── Source records
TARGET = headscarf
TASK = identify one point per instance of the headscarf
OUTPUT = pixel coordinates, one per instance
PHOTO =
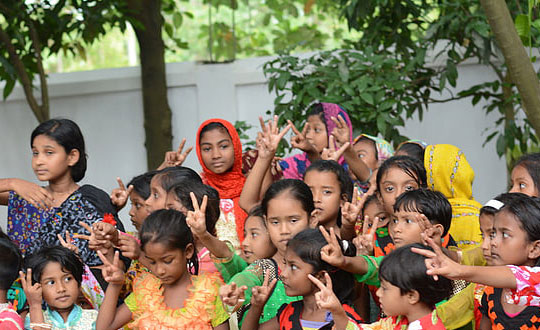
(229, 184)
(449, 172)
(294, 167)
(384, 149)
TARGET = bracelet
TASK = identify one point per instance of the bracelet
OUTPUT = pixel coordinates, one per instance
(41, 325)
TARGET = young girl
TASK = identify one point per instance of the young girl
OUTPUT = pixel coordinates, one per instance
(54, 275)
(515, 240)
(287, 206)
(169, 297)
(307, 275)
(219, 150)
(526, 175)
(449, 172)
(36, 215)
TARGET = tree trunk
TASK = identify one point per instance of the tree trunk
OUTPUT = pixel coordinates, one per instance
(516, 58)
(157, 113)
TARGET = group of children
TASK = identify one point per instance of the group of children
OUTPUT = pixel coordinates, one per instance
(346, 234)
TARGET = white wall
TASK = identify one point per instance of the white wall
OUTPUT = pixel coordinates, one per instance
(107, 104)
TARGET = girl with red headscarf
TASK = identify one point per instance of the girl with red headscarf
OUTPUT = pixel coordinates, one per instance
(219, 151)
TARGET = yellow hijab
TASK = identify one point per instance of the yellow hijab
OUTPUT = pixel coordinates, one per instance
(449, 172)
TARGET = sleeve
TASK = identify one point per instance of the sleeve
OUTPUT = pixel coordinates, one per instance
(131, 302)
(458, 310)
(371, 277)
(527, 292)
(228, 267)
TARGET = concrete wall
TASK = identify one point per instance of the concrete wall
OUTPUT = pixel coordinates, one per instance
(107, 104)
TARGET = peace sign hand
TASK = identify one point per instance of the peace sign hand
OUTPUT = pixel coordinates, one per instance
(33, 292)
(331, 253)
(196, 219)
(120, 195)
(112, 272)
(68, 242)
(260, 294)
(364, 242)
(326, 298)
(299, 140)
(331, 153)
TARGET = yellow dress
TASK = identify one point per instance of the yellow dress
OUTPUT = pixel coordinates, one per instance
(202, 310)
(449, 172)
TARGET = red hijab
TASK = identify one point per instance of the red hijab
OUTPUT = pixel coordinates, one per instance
────
What is required:
Show, from the listing above, every line holding the word "white".

Reply:
TARGET = white wall
TASK = identify one point per instance of the white wall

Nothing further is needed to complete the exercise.